- **Text provided**:
....................

Earnings and the Multiplier
When we look at stock price trends through a P/E ratio prism we are essentially breaking the trend into two component parts. First, there is the earnings growth component. Consider the chart below, which shows the compound annual growth rate (CAGR) for S&P 500 earnings per share for each decade since the 1940s. You will see that the most recent two decades have been outliers in terms of average growth.
Source: Robert Shiller Online Database, econ.yale.edu
We also show the P/E ratio for these decades, and here is where it gets tricky. Many analysts look at the P/E ratio as a way to express what an investor is willing to pay for a dollar’s worth of earnings. After all, that is literally what the formula states. Look at the average P/E for the 2010-19 period of 19.5 times. That means that investors over this period paid, on average, $19.50 for every $1.00 of earnings per share in the S&P 500.
But in the previous decade, 2000-09, the P/E was a sky-high 31.4 times – by far the highest level in this entire span of almost eighty years. Were investors really willing to pay that much more for a dollar of earnings in that decade than any time before or since? The answer is no – and here is where we call out the “volatile underbelly” reference in our title above.
The 2000s was a tale of three very unusual events. The first was the peak of the dot-com mania that crested in March 2000. Valuations were in the stratosphere because of the top line, price. Investors really were willing to pay insane multiples of just about anything in the mania that swung into full force in the late 1990s. But by the end of 2000 there was a different force at play. Corporate earnings were starting to fall drastically as the tech slide took hold. In 2001 S&P 500 earnings fell by 50 percent from January to December. In fact, earnings fell faster than stock prices were falling, and that pushed up the P/E ratio.
That same dynamic was in play during the latter part of the decade. Stock prices collapsed during the Great Recession, but earnings collapsed even more – by 18 percent in 2007 and then a whopping 77 percent in 2008. Again, the mathematics of this had the effect of inflating, not compressing, the P/E ratio. It had nothing to do with investor sentiment, which was pretty miserable by the end of the decade. It had to do with the volatility of both share price movements and earnings playing out in real time.

....................

- **Entries shown**:
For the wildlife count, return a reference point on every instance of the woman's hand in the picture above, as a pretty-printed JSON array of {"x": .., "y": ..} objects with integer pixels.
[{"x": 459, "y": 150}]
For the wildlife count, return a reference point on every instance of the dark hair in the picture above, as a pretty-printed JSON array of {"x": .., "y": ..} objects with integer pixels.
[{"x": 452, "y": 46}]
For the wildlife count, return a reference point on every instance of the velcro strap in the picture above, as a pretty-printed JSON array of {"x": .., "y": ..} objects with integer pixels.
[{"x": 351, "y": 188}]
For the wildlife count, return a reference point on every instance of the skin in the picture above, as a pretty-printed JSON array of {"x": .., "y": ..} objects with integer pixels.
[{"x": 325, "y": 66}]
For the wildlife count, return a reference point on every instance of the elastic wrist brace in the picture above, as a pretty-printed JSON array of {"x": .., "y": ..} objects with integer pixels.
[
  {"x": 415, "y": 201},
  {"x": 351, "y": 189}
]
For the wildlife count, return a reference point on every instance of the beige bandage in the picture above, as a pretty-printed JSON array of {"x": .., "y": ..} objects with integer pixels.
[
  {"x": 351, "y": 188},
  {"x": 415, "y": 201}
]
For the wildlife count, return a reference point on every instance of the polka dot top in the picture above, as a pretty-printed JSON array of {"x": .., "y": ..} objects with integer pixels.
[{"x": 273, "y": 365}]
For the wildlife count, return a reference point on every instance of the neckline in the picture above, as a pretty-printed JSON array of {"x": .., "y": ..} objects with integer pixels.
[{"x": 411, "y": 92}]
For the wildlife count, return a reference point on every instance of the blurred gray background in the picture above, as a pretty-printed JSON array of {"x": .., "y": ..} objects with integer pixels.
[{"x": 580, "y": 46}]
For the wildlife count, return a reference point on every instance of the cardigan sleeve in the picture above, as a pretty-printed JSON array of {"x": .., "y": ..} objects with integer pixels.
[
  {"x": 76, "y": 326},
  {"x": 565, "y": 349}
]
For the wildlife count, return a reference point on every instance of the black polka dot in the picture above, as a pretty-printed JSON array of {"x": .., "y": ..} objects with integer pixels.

....................

- **Written tasks**:
A: Reproduce the records from the line containing "of the beige" through the end of the records, keeping every line identical.
B: Carry on the passage about earnings and the P/E ratio, picking up after its last sentence.
The text and the records have nothing to do with each other.

- **Results for each task**:
A:
For the wildlife count, return a reference point on every instance of the beige bandage in the picture above, as a pretty-printed JSON array of {"x": .., "y": ..} objects with integer pixels.
[
  {"x": 351, "y": 188},
  {"x": 415, "y": 201}
]
For the wildlife count, return a reference point on every instance of the polka dot top in the picture above, as a pretty-printed JSON array of {"x": .., "y": ..} objects with integer pixels.
[{"x": 273, "y": 365}]
For the wildlife count, return a reference point on every instance of the neckline in the picture above, as a pretty-printed JSON array of {"x": .., "y": ..} objects with integer pixels.
[{"x": 411, "y": 92}]
For the wildlife count, return a reference point on every instance of the blurred gray background in the picture above, as a pretty-printed JSON array of {"x": .., "y": ..} objects with integer pixels.
[{"x": 580, "y": 46}]
For the wildlife count, return a reference point on every instance of the cardigan sleeve in the picture above, as a pretty-printed JSON array of {"x": .., "y": ..} objects with integer pixels.
[
  {"x": 76, "y": 326},
  {"x": 565, "y": 349}
]
For the wildlife count, return a reference point on every instance of the black polka dot in the picture above, as a pretty-printed JSON array of {"x": .., "y": ..} objects with integer pixels.

B:
Lessons for Crystal Ball-Gazers
Here’s why we went through this little exercise. There is quite a bit of discussion in the financial press this week postulating that the 2020s will be a very challenging decade for historical-type returns on traditional asset classes. One of the arguments being made is that companies will have a hard time matching the earnings growth they enjoyed in the 2010s. At the same time the prevailing P/E ratio levels, while not at historic highs, are elevated enough to be considered more on the expensive side than on the cheap side. There is not much room for P/E multiple expansion, in other words, nor should we expect to repeat that impressive 15.6 percent average annual growth rate.
Again, though, the story is much more complicated than that. That growth rate looks impressive in part because of where it began – at the end of 2009 when earnings were still coming off the deep lows to which they had fallen in the recession. Apart from that gangbusters first year, the earnings growth trend of this decade has not been all that conspicuously different from past decades. Even so, there is a reasonable case to make that robust earnings growth will be difficult in the late stages of an economic growth cycle when demand typically softens and businesses start to reduce output.
But the more interesting part of the story has to do with the P/E multiple. Yes, it is currently high by historical standards. At the same time, though, interest rates are at historically low levels. Traditional fixed income investors, including pension funds and insurance companies, have been pushed into the equity market because the income stream obtainable from the bond market has been insufficient to meet their spending requirements, such as funding their pensions or paying out claims.
With this in mind, what we may be seeing in equity market multiples is a case of supply and demand. Higher demand for blue chip equities (from these institutional investor profiles) will, all else being equal, raise the selling price level of said equities – no different than any other form of economic exchange. If this is really what is going on, and if the trend of vanishingly low interest rates continues for the foreseeable future, then it is plausible that P/E multiples may remain structurally higher. Under this scenario one would not expect to see a reversion to the levels of 11 and 12 times earnings typical of earlier decades, as shown in the little table above.
We certainly do not have all the answers to this complex puzzle, but it is one we think will be important in helping shape our thought process around the market environment that awaits us in the coming decade. You can expect to hear quite a bit more about it in forthcoming commentary, starting with our annual outlook that will come out in January.